作業指示:
本文によると、地元の音楽関係者は、チトゥルップの地元の楽隊の最期をいつだとしているか。

本文:
☆ ☆ ☆ ☆ ☆
「タンジドル(終)」(2023年10月20日)

しかし時代は変わった。今はお手本をスマートフォンに録音し、弟子はそれを真似する。
ジャイプは祖父から教わった曲をすべて録音した。Kembang Kacang, Glatik Nguknguk, 
Balo-balo, Kramat Karem などの古典曲を含めて。それらはかれの祖父が生まれる前から
あった曲だそうだ。祖父は何年生まれですか、と記者が尋ねるとかれは答えた。
「判るわけがないよ。昔のひとは子供の生まれた日付を書き留めるなんてことをしなかっ
たんだから。」

タンジドルに由緒のあるボゴール県チトゥルップでは楽隊が消滅して長い年月が経つ。何
かの催事にタンジドルが出ていれば、その楽隊はよそから招かれたもの以外にありえない。
地元の音楽関係者によれば、1990年代が地元の楽隊の最期だった。華人コミュニティ
がチャップゴメーの祭りを催すとき、タンジドルは他の地域の楽隊を招かなければならな
い。
☆ ☆ ☆ ☆ ☆
表示情報:
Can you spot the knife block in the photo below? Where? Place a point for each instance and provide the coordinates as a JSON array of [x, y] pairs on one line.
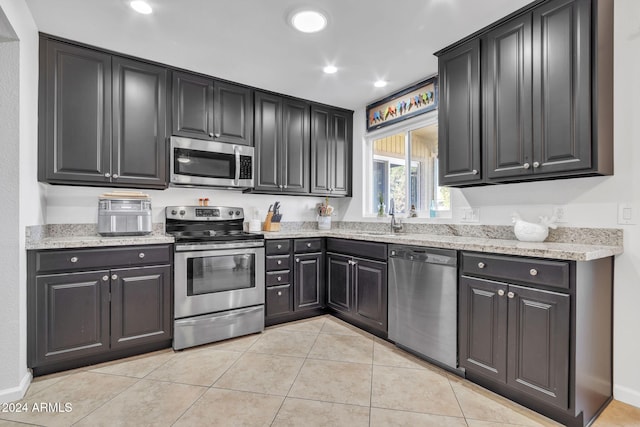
☆ ☆ ☆ ☆ ☆
回答:
1990年代である。